### GIVEN INSTRUCTION 1
Turn the dataset items into a numbered list, from the top of the listing through the line that contains "112L68 110L67 109L67", skipping blank lines. Leave the pictures out of your answer.

[begin PROVIDED TEXT]

Any money earned as a result of, or in connection with, an offence can be recovered under the Proceeds of Crime Act 2002.

IS murdered Helen so any money which came to him as a result of her death will be confiscated.

I would suggest that includes any profit from the sale of the house which is only being sold because he killed her.
 
Oof, here was me thinking it would have been a quiet night here and you're yabbering away for pages on end! I'm glad to know that Neteditor dry cleans her undies though, what a classy bird!

Always good to hear a bit from court, thanks Michelle. Happy birthday to Jenspired too.

Lit Up, the bit about Helen's body being fairly well preserved except for her eyes hit me hard. Poor Helen. What an evil batsteward he is :( her beautiful eyes that he couldn't even remember the colour of.
 
Could that mean he will only get his original £470,000? back from the sale of the house?

Ha ha,.... he'd better have some proof then, that he actually did pay this money over to Helen - otherwise he could end up without many beans at all
 
Ha ha,.... he'd better have some proof then, that he actually did pay this money over to Helen - otherwise he could end up without many beans at all

So he could fall from being ‘big bean’ to ‘no beans’ having to exist on only £1 a day for sewing mail bags!!

Well at least he could invest that money into an enforced 30 year savings plan
 
Bed with my Dachshunds now.
Thank you Alyce for your constancy - always checking back. You need to be a Barrister! Although I do not envy Flinty - he has to do his work and every Barrister wishes to win a case. We all know this.

[end PROVIDED TEXT]

### GIVEN INSTRUCTION 2
Carry on the forum thread about Helen's murder and the money from the house sale from the point where it stops.

[begin DATA EXCERPTS]

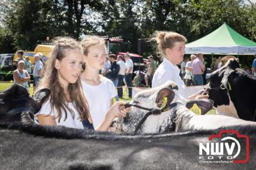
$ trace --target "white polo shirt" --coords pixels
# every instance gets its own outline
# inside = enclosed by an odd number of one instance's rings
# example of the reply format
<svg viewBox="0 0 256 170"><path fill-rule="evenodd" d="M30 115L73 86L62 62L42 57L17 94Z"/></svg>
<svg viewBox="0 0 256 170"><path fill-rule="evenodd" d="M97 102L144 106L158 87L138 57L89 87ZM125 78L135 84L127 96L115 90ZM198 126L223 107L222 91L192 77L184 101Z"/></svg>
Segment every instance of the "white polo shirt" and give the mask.
<svg viewBox="0 0 256 170"><path fill-rule="evenodd" d="M68 112L68 110L67 109L67 120L65 120L65 112L64 111L61 111L61 118L60 119L60 123L58 121L59 118L55 120L55 121L57 125L64 126L69 128L81 128L83 129L84 127L83 125L82 121L79 119L79 114L77 111L76 109L72 103L68 103L68 107L73 111L74 114L74 118L72 117L71 113ZM45 114L52 116L54 118L58 117L58 112L55 109L51 110L50 99L49 98L47 101L46 101L42 105L41 109L38 112L35 114L35 120L37 120L37 116L40 114Z"/></svg>
<svg viewBox="0 0 256 170"><path fill-rule="evenodd" d="M181 79L179 73L179 68L164 58L163 63L158 66L154 74L152 88L160 86L168 81L173 81L178 86L179 94L188 100L185 84Z"/></svg>
<svg viewBox="0 0 256 170"><path fill-rule="evenodd" d="M92 86L82 81L83 90L88 102L93 127L97 127L109 109L110 100L117 95L116 88L113 82L102 77L100 84Z"/></svg>
<svg viewBox="0 0 256 170"><path fill-rule="evenodd" d="M132 60L131 58L128 59L127 60L125 60L125 65L126 65L126 67L127 68L127 69L131 66L132 67L132 70L129 73L132 73L132 72L133 72L133 62L132 62Z"/></svg>
<svg viewBox="0 0 256 170"><path fill-rule="evenodd" d="M118 64L120 68L118 74L124 75L125 74L125 72L127 68L125 63L122 60L120 60L116 62L116 64Z"/></svg>

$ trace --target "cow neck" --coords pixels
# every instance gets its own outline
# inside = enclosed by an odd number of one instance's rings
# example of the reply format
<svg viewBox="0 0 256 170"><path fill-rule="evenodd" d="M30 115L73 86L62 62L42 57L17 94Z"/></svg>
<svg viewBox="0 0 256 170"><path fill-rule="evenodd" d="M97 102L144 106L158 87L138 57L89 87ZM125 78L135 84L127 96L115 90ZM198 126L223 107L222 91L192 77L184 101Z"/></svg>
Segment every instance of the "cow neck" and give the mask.
<svg viewBox="0 0 256 170"><path fill-rule="evenodd" d="M146 113L146 114L144 115L143 118L140 121L139 123L137 125L137 126L135 128L134 132L134 134L137 134L139 129L141 128L142 125L145 123L145 121L147 120L147 118L149 116L150 116L150 115L155 115L155 116L160 115L162 113L162 112L167 111L170 110L171 108L177 107L179 104L182 105L182 104L180 102L172 103L172 104L169 104L169 105L168 105L168 107L167 107L167 108L163 108L161 110L158 109L148 109L148 108L143 107L141 107L141 106L140 106L138 105L133 105L133 104L126 104L125 107L127 107L134 106L134 107L138 107L139 109L148 111L147 113Z"/></svg>

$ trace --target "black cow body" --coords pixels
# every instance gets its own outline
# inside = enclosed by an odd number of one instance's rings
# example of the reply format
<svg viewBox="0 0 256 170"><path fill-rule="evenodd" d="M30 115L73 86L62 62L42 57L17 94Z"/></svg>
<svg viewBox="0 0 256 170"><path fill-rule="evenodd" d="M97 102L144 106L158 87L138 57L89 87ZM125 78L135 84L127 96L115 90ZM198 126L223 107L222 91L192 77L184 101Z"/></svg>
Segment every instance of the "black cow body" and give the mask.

[end DATA EXCERPTS]

### TASK OUTPUT 1
1. $ trace --target "white polo shirt" --coords pixels
2. # every instance gets its own outline
3. # inside = enclosed by an odd number of one instance's rings
4. # example of the reply format
5. <svg viewBox="0 0 256 170"><path fill-rule="evenodd" d="M30 115L73 86L62 62L42 57L17 94Z"/></svg>
6. <svg viewBox="0 0 256 170"><path fill-rule="evenodd" d="M97 102L144 106L158 87L138 57L89 87ZM125 78L135 84L127 96L115 90ZM198 126L223 107L222 91L192 77L184 101Z"/></svg>
7. Segment every instance of the "white polo shirt" and give the mask.
8. <svg viewBox="0 0 256 170"><path fill-rule="evenodd" d="M68 112L68 110L67 109L67 120L65 120L65 112L64 111L61 111L61 118L60 119L60 123L58 121L59 118L55 120L55 121L57 125L64 126L69 128L81 128L83 129L84 127L83 125L82 121L79 119L79 114L77 111L76 109L72 103L68 103L68 107L73 111L74 114L74 118L72 117L71 113ZM45 114L52 116L54 118L58 117L58 112L55 109L51 110L50 99L49 98L47 101L46 101L42 105L41 109L38 112L35 114L35 120L37 120L37 116L40 114Z"/></svg>

### TASK OUTPUT 2
This is ridiculous - I know .. but for the past few nights I have gone to bed .. re-reading Helen's book and feeling such a connection with her words, because many of us could have been as happy as she was - and then it stolen from her. I have been only one time close to such potential theft (on a smaller scale) and ended the 'relationship' ( another story for another time) But it helped me to know how to hope beyond deception.

I am not going to talk about myself when we are deeply distressed about Helen and Boris. But I need to say .. it was through grief that the manipulator found me, co-ercised me and stole.AND during his final petty theft at my home, he left the doors open so my Tallulah, Dachshund was open to running away - and also my cat.
The police found his shoe size the garden. But he was gone and I was FINISHED with him.

And then I do talk about some of my life - just as I would have done with Helen on Planet Grief.
 
Being joint owners I thought that the property becomes the sole property of the remaining owner on the death of one.

Tenants in common both own a percentage of the property.
Joint owners !!!
 
And welcome to the thread, Rindercella! What verdict are you hoping for?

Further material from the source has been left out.